Material shown:
________________________
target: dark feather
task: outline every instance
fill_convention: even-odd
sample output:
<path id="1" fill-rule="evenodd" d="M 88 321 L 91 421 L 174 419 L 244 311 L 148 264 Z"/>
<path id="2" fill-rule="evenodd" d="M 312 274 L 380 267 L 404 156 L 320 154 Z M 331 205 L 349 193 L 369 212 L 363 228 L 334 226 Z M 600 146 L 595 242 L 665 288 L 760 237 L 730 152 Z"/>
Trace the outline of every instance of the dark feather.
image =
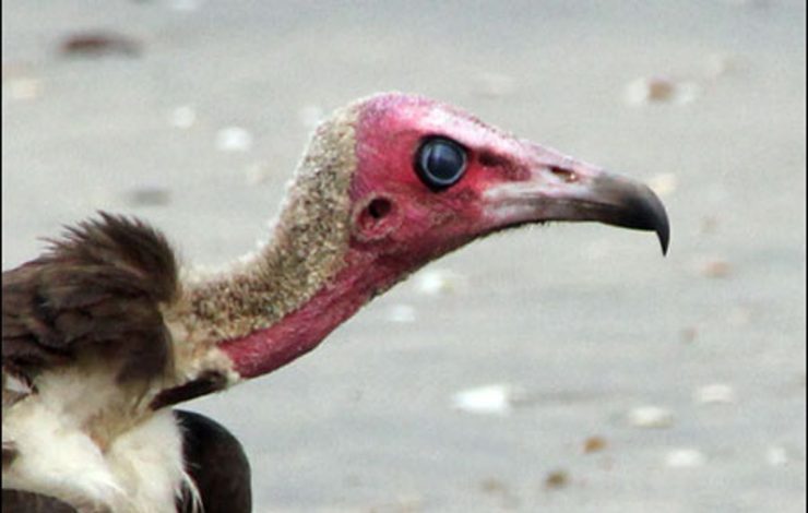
________________________
Copy out the lines above word for word, but omit the picture.

target: dark feather
task: outline every instance
fill_convention: even-odd
sample output:
<path id="1" fill-rule="evenodd" d="M 88 321 L 91 421 L 174 419 L 244 311 L 148 264 Z"/>
<path id="2" fill-rule="evenodd" d="M 312 274 L 380 267 L 404 156 L 320 154 Z M 331 205 L 349 193 L 369 212 L 363 228 L 334 226 Z M 600 146 L 595 242 L 665 288 L 760 237 L 730 152 Z"/>
Trace the outline of every instance of the dark feather.
image =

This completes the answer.